WHAT IS NEEDED. Gather all lines in the data that hold the string "below".

Recorded data:
"""

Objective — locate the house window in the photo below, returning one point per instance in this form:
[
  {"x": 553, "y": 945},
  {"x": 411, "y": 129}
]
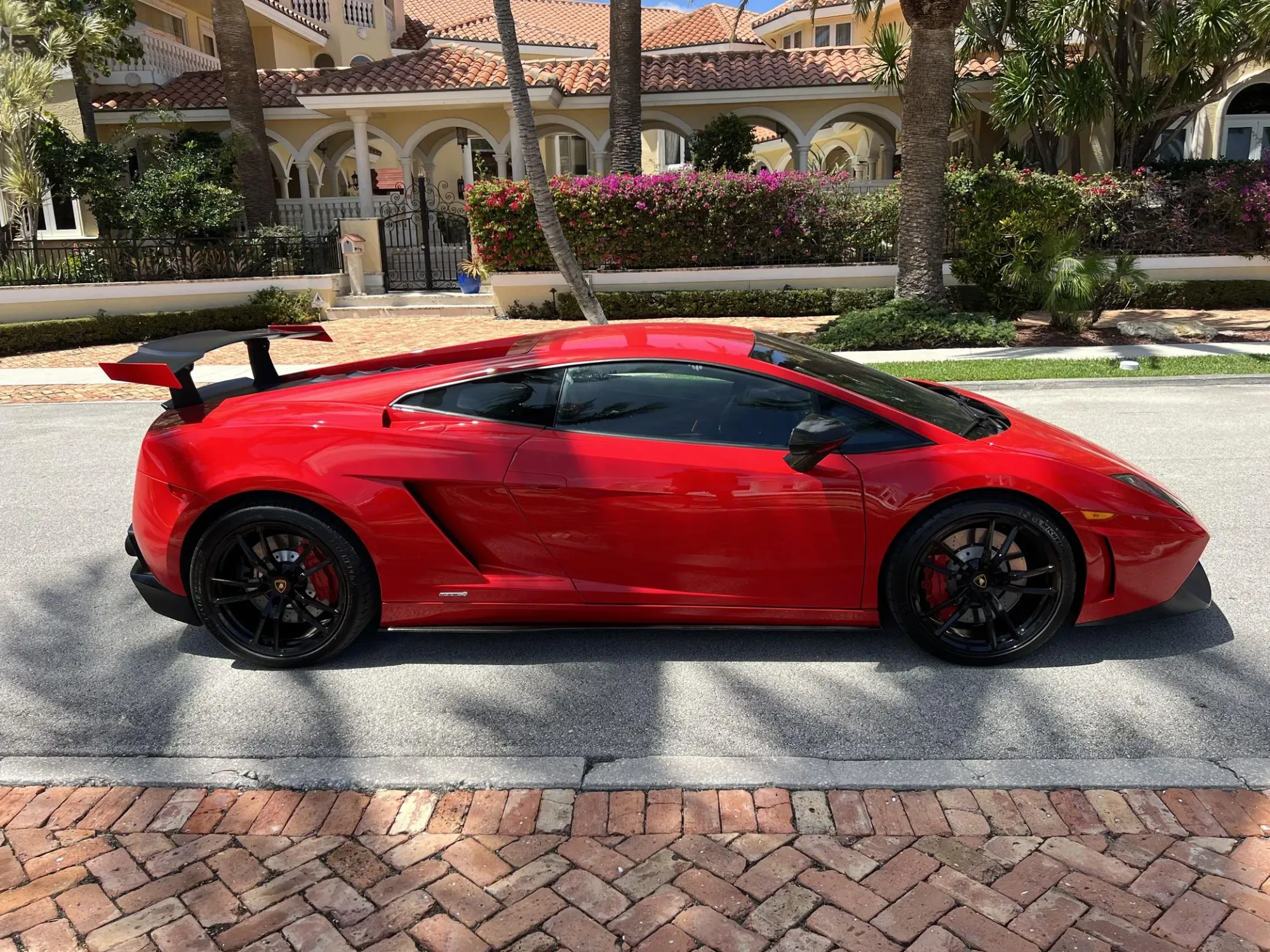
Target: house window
[
  {"x": 571, "y": 154},
  {"x": 1247, "y": 131},
  {"x": 161, "y": 21}
]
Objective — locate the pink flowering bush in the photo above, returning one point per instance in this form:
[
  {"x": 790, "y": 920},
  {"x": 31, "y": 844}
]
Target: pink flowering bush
[{"x": 684, "y": 220}]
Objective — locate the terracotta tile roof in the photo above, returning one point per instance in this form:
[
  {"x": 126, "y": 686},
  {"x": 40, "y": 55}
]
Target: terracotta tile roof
[
  {"x": 485, "y": 30},
  {"x": 286, "y": 10},
  {"x": 204, "y": 91},
  {"x": 711, "y": 25},
  {"x": 467, "y": 68},
  {"x": 792, "y": 6},
  {"x": 415, "y": 35},
  {"x": 585, "y": 21}
]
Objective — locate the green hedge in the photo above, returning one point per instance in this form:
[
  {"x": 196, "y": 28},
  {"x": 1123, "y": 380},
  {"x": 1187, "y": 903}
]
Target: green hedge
[
  {"x": 32, "y": 337},
  {"x": 914, "y": 324},
  {"x": 811, "y": 303}
]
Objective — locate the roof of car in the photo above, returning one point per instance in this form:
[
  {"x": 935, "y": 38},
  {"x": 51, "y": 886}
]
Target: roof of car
[{"x": 700, "y": 340}]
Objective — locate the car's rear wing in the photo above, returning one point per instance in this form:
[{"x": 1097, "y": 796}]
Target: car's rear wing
[{"x": 168, "y": 362}]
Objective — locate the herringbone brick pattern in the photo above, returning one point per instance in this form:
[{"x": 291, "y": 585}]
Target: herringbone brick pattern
[{"x": 138, "y": 870}]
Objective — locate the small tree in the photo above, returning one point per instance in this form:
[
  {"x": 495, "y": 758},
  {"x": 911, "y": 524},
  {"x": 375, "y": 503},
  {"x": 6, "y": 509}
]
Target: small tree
[
  {"x": 97, "y": 32},
  {"x": 726, "y": 144},
  {"x": 544, "y": 205},
  {"x": 30, "y": 59}
]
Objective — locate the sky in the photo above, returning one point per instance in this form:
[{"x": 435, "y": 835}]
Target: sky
[{"x": 754, "y": 6}]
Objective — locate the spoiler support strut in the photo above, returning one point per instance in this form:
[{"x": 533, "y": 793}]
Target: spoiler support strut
[{"x": 170, "y": 362}]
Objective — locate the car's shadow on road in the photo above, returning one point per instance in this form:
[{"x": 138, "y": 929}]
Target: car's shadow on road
[{"x": 888, "y": 648}]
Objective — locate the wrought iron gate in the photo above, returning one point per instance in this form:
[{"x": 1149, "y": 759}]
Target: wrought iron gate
[{"x": 425, "y": 239}]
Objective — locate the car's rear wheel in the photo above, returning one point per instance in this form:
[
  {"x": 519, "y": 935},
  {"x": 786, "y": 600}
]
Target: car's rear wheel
[
  {"x": 982, "y": 582},
  {"x": 283, "y": 587}
]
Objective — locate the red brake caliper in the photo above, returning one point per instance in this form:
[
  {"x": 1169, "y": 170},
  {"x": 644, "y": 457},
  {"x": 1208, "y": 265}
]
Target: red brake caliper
[
  {"x": 326, "y": 585},
  {"x": 937, "y": 587}
]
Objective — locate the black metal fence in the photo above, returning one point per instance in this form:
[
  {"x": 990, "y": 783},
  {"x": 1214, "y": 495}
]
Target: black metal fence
[{"x": 109, "y": 260}]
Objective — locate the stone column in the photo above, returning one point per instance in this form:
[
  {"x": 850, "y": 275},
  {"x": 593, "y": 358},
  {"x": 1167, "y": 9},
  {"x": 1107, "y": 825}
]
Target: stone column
[
  {"x": 363, "y": 153},
  {"x": 307, "y": 213},
  {"x": 888, "y": 162}
]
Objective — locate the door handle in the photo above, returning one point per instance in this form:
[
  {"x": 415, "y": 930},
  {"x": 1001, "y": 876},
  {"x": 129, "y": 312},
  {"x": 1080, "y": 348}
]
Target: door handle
[{"x": 535, "y": 480}]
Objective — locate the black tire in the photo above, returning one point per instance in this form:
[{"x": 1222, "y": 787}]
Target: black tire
[
  {"x": 973, "y": 605},
  {"x": 257, "y": 571}
]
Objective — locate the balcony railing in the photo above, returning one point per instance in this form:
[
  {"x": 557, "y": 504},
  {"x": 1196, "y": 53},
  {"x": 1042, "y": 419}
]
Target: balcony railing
[
  {"x": 162, "y": 56},
  {"x": 317, "y": 11},
  {"x": 360, "y": 13}
]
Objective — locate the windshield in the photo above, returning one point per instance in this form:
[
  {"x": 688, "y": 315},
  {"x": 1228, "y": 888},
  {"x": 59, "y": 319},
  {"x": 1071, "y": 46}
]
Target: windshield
[{"x": 909, "y": 398}]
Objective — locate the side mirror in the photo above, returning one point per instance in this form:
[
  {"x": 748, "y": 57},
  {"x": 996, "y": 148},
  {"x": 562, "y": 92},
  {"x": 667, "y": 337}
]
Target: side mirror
[{"x": 813, "y": 440}]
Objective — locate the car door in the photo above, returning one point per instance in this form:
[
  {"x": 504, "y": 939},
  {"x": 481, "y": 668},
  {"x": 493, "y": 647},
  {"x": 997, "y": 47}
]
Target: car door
[
  {"x": 451, "y": 447},
  {"x": 664, "y": 483}
]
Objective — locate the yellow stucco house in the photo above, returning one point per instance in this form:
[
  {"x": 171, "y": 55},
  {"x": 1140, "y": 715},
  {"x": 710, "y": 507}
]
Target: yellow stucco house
[{"x": 364, "y": 98}]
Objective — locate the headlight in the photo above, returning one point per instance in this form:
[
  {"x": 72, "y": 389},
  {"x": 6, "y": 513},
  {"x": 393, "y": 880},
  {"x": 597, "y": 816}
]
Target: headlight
[{"x": 1151, "y": 489}]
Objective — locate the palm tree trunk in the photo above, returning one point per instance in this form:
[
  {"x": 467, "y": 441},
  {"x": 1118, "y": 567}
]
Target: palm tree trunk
[
  {"x": 928, "y": 106},
  {"x": 84, "y": 98},
  {"x": 539, "y": 186},
  {"x": 247, "y": 115},
  {"x": 625, "y": 119}
]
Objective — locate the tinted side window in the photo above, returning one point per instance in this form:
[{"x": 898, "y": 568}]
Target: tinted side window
[
  {"x": 873, "y": 433},
  {"x": 683, "y": 402},
  {"x": 528, "y": 398}
]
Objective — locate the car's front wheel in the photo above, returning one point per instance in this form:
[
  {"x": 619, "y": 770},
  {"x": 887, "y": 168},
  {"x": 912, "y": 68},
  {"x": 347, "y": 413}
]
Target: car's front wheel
[
  {"x": 283, "y": 587},
  {"x": 982, "y": 582}
]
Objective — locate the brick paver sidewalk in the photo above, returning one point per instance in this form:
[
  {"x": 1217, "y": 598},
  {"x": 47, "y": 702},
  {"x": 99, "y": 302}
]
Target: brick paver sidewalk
[
  {"x": 661, "y": 871},
  {"x": 352, "y": 340}
]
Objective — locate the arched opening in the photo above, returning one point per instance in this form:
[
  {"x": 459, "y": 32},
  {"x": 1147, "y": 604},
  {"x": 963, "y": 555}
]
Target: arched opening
[{"x": 1247, "y": 129}]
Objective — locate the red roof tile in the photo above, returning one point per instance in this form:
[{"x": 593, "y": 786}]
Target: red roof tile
[
  {"x": 792, "y": 6},
  {"x": 485, "y": 30},
  {"x": 204, "y": 91},
  {"x": 709, "y": 25},
  {"x": 585, "y": 21}
]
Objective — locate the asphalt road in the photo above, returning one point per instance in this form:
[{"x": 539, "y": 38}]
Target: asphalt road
[{"x": 86, "y": 668}]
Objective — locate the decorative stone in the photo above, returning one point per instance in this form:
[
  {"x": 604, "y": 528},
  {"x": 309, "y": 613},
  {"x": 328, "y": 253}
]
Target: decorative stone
[{"x": 1187, "y": 329}]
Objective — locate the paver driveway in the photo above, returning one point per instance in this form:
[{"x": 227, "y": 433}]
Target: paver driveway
[{"x": 661, "y": 871}]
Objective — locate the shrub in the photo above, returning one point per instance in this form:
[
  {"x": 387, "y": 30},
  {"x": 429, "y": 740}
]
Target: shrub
[
  {"x": 32, "y": 337},
  {"x": 725, "y": 145},
  {"x": 643, "y": 305},
  {"x": 686, "y": 221},
  {"x": 910, "y": 323}
]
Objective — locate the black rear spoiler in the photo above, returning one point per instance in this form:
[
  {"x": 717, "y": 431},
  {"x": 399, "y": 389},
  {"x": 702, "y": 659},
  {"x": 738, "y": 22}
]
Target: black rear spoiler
[{"x": 168, "y": 362}]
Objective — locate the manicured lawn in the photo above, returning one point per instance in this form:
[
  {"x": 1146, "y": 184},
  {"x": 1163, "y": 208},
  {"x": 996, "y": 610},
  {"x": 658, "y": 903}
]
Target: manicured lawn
[{"x": 1020, "y": 369}]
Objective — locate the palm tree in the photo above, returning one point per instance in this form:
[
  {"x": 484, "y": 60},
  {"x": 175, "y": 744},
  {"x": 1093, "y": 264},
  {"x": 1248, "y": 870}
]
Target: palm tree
[
  {"x": 247, "y": 115},
  {"x": 30, "y": 59},
  {"x": 625, "y": 120},
  {"x": 539, "y": 186},
  {"x": 930, "y": 77}
]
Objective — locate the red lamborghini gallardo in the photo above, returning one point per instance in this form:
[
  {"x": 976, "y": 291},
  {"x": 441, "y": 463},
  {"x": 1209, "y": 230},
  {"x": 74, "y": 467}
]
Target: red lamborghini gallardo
[{"x": 624, "y": 475}]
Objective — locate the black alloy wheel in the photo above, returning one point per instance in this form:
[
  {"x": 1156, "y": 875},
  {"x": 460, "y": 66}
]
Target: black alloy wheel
[
  {"x": 283, "y": 587},
  {"x": 984, "y": 582}
]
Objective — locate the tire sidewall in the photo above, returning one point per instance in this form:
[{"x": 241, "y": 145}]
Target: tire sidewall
[
  {"x": 916, "y": 540},
  {"x": 364, "y": 597}
]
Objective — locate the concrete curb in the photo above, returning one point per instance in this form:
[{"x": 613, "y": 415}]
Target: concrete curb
[
  {"x": 297, "y": 772},
  {"x": 631, "y": 774},
  {"x": 811, "y": 774},
  {"x": 1073, "y": 383}
]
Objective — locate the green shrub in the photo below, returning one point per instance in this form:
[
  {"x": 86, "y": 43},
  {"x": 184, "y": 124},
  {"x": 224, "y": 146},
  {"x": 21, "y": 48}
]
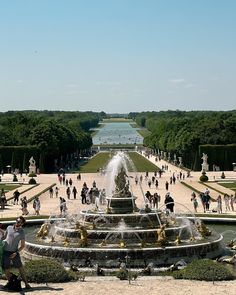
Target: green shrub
[
  {"x": 204, "y": 270},
  {"x": 122, "y": 274},
  {"x": 47, "y": 270},
  {"x": 32, "y": 181},
  {"x": 203, "y": 177},
  {"x": 222, "y": 175}
]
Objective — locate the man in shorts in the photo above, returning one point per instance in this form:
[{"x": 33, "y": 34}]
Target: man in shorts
[{"x": 14, "y": 243}]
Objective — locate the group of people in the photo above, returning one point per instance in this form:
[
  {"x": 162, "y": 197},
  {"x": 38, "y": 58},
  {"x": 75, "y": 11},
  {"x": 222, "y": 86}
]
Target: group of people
[
  {"x": 206, "y": 200},
  {"x": 154, "y": 200}
]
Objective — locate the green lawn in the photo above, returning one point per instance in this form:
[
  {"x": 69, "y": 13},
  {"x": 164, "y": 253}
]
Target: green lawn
[
  {"x": 143, "y": 132},
  {"x": 231, "y": 185},
  {"x": 8, "y": 187},
  {"x": 141, "y": 164},
  {"x": 101, "y": 159},
  {"x": 93, "y": 165}
]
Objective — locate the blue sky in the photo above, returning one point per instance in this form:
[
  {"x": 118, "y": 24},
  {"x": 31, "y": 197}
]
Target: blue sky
[{"x": 117, "y": 55}]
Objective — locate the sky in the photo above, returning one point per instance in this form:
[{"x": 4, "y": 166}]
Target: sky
[{"x": 117, "y": 56}]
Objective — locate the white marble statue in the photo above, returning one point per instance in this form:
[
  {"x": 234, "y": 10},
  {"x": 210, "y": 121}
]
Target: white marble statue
[
  {"x": 205, "y": 165},
  {"x": 32, "y": 166}
]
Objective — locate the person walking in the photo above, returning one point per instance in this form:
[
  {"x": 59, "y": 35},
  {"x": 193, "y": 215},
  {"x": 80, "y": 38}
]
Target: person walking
[
  {"x": 74, "y": 191},
  {"x": 16, "y": 196},
  {"x": 24, "y": 206},
  {"x": 36, "y": 205},
  {"x": 14, "y": 243},
  {"x": 219, "y": 204},
  {"x": 51, "y": 192},
  {"x": 194, "y": 201},
  {"x": 167, "y": 185},
  {"x": 63, "y": 207},
  {"x": 3, "y": 199},
  {"x": 56, "y": 191},
  {"x": 68, "y": 192},
  {"x": 232, "y": 201},
  {"x": 169, "y": 202}
]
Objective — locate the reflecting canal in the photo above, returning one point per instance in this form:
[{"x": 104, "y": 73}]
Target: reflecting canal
[{"x": 117, "y": 133}]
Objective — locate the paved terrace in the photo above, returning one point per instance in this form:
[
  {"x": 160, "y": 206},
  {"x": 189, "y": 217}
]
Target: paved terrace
[{"x": 180, "y": 193}]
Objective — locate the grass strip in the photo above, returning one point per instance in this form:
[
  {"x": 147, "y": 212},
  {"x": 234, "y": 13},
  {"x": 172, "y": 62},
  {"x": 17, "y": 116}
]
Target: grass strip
[{"x": 142, "y": 164}]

"""

EXERCISE SOLUTION.
Objective — locate the house window in the photo below, returning one point per instance in this form:
Objective — locate the green shrub in the photo below, returning one point per instance in this form:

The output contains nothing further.